→ What you need to do
Go through each line of the entries below and tally those containing the string "every"; give only the total.

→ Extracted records
━━━━━━━━━━━━━━━━━━━━

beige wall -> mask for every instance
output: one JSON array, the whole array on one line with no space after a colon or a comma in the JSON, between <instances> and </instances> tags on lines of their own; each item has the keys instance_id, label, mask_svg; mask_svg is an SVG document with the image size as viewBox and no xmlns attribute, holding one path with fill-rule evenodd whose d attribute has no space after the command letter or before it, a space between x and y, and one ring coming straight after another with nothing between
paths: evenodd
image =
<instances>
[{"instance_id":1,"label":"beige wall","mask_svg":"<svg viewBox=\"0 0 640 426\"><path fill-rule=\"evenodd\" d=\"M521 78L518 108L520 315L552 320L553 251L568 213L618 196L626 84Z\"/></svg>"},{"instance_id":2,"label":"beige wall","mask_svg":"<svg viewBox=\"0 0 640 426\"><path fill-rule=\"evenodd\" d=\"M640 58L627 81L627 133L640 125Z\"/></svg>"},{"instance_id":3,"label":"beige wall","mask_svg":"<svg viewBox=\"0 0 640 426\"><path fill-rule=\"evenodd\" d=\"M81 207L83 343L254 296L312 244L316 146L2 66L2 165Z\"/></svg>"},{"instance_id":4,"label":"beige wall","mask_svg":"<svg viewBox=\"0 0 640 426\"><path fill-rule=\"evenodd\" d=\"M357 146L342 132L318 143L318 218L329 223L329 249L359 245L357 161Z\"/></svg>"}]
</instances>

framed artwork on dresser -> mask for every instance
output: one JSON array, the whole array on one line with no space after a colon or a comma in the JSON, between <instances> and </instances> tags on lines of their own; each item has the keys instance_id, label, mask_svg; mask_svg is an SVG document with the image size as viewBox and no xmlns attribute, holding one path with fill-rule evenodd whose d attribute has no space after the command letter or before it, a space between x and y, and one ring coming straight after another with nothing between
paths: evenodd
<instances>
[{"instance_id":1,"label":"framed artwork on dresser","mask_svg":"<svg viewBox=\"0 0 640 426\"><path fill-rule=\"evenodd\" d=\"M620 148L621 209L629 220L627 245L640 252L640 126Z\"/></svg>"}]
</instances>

━━━━━━━━━━━━━━━━━━━━

→ Completed task
2